Supplied records:
** Start **

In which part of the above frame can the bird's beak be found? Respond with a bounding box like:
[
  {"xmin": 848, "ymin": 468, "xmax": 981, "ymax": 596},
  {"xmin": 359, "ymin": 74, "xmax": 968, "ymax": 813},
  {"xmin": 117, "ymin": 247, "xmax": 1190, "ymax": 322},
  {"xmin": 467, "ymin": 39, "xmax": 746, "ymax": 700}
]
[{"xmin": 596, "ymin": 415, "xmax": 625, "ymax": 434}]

** End **

Given task:
Rewrite the material above, swapping "frame" for "image" and leaving everything else unchanged.

Exercise output:
In which part of the above image can the bird's beak be found? Respond with a bounding box like:
[
  {"xmin": 848, "ymin": 468, "xmax": 981, "ymax": 596},
  {"xmin": 359, "ymin": 74, "xmax": 968, "ymax": 813},
  {"xmin": 117, "ymin": 247, "xmax": 1190, "ymax": 322},
  {"xmin": 467, "ymin": 39, "xmax": 746, "ymax": 700}
]
[{"xmin": 596, "ymin": 415, "xmax": 625, "ymax": 434}]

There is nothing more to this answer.